2. Mirror images and chart

From a workstation with internet access, pull the xpander Helm chart and every container image it references, then push them into your internal registry:
helm repo add xpander https://charts.xpander.ai
helm pull xpander/xpander --untar
# image references live in xpander/values.yaml
Once images are mirrored, your cluster never needs to reach an external registry again.

3. Disable external connectivity

Configure firewall and network policies to block:
  • Outbound traffic from agent pods to the public internet
  • Outbound traffic to the xpander Cloud IPs (15.197.85.80, 166.117.85.46)
  • DNS resolution for any external domain used by hosted LLM providers
NTP for time sync is typically the only outbound connection that needs to remain open.

4. Configure local LLM providers

Point the AI Gateway at LLMs running inside your environment. The gateway speaks the OpenAI-compatible API, so any local runtime that exposes that interface plugs in directly.

* [EXTRACTED MATERIAL]:

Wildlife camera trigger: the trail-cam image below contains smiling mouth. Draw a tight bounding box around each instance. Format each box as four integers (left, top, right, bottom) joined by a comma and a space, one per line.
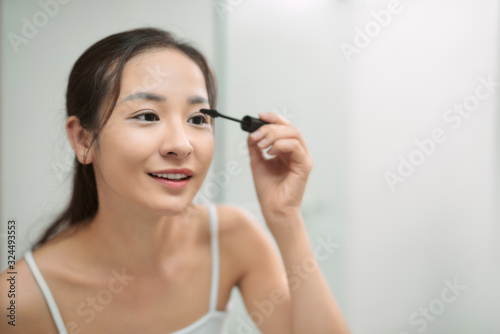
148, 173, 191, 182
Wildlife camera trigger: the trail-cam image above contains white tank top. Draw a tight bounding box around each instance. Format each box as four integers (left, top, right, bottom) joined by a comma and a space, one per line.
24, 203, 232, 334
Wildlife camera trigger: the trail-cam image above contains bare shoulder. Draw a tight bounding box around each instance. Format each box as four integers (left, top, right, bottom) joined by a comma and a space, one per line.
217, 204, 283, 286
0, 254, 53, 334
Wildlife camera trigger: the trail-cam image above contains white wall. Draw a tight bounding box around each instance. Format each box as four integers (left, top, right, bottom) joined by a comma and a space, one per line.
348, 0, 500, 334
0, 0, 500, 334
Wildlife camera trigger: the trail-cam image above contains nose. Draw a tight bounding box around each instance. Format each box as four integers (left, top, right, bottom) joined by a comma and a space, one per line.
160, 120, 193, 159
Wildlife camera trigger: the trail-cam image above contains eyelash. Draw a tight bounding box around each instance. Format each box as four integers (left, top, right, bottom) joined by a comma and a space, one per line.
134, 111, 209, 125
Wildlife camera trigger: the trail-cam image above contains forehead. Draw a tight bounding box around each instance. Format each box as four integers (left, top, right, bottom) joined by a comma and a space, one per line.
120, 48, 207, 96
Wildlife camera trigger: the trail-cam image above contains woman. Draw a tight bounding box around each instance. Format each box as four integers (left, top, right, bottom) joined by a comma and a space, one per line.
0, 28, 349, 334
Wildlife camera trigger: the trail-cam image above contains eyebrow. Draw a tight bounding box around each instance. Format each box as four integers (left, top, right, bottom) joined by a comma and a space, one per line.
120, 92, 208, 104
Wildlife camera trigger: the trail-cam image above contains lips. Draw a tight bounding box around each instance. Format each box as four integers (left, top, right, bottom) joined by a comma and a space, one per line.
148, 168, 193, 176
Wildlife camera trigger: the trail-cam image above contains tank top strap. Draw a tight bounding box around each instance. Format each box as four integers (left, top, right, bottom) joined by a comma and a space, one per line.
24, 250, 68, 334
207, 203, 219, 311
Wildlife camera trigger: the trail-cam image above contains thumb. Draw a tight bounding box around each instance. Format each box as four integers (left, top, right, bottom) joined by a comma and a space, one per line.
247, 137, 264, 166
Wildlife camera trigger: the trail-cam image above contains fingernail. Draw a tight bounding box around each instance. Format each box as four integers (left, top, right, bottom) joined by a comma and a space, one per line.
257, 138, 269, 147
250, 130, 262, 139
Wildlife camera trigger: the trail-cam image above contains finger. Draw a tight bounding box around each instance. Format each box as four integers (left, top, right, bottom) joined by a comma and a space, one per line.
251, 124, 308, 156
267, 138, 312, 170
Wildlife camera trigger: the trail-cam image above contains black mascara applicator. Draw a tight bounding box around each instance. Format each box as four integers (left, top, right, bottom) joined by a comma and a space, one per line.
200, 109, 269, 132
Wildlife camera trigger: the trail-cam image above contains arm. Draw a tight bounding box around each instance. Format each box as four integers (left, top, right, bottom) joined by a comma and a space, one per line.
247, 113, 349, 334
238, 209, 350, 334
270, 214, 350, 334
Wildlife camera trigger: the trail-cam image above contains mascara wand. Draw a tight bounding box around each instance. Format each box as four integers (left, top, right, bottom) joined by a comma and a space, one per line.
200, 109, 269, 132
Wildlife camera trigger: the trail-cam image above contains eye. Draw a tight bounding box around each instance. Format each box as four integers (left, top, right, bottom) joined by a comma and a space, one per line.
190, 114, 208, 125
134, 111, 159, 122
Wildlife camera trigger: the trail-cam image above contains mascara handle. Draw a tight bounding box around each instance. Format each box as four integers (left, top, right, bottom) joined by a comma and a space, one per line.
241, 116, 269, 132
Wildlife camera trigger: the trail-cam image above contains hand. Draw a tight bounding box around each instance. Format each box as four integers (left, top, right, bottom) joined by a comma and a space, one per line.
247, 113, 313, 225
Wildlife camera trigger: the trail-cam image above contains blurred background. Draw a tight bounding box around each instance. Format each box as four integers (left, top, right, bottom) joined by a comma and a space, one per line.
0, 0, 500, 334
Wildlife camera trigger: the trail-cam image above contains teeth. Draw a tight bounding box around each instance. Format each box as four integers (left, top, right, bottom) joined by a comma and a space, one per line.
151, 173, 187, 180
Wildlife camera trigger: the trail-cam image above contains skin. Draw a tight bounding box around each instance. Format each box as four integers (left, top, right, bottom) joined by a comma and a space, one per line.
0, 49, 348, 334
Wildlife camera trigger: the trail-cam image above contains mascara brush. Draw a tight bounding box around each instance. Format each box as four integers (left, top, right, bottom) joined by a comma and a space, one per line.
200, 109, 269, 132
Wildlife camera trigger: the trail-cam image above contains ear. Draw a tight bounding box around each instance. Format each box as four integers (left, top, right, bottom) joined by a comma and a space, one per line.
66, 115, 94, 165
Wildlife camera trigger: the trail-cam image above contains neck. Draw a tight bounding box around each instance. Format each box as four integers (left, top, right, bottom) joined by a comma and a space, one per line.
76, 197, 203, 275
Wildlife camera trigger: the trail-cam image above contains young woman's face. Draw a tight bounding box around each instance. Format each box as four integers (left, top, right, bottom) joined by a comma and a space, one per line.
94, 49, 214, 215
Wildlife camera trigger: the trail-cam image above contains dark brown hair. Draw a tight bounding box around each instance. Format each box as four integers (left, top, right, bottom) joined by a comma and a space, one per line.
32, 28, 217, 250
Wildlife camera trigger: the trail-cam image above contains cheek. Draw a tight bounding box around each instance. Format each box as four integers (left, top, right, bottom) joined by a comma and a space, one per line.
97, 130, 154, 173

* [YOUR TASKS]:
A – In the deployment excerpt, what connection is typically the only outbound one that needs to remain open?
B – Transcribe the deployment excerpt from "From a workstation" to "to remain open.".

* [EXPECTED OUTPUTS]:
A – NTP for time sync.

B –
From a workstation with internet access, pull the xpander Helm chart and every container image it references, then push them into your internal registry:
helm repo add xpander https://charts.xpander.ai
helm pull xpander/xpander --untar
# image references live in xpander/values.yaml
Once images are mirrored, your cluster never needs to reach an external registry again.

3. Disable external connectivity

Configure firewall and network policies to block:
  • Outbound traffic from agent pods to the public internet
  • Outbound traffic to the xpander Cloud IPs (15.197.85.80, 166.117.85.46)
  • DNS resolution for any external domain used by hosted LLM providers
NTP for time sync is typically the only outbound connection that needs to remain open.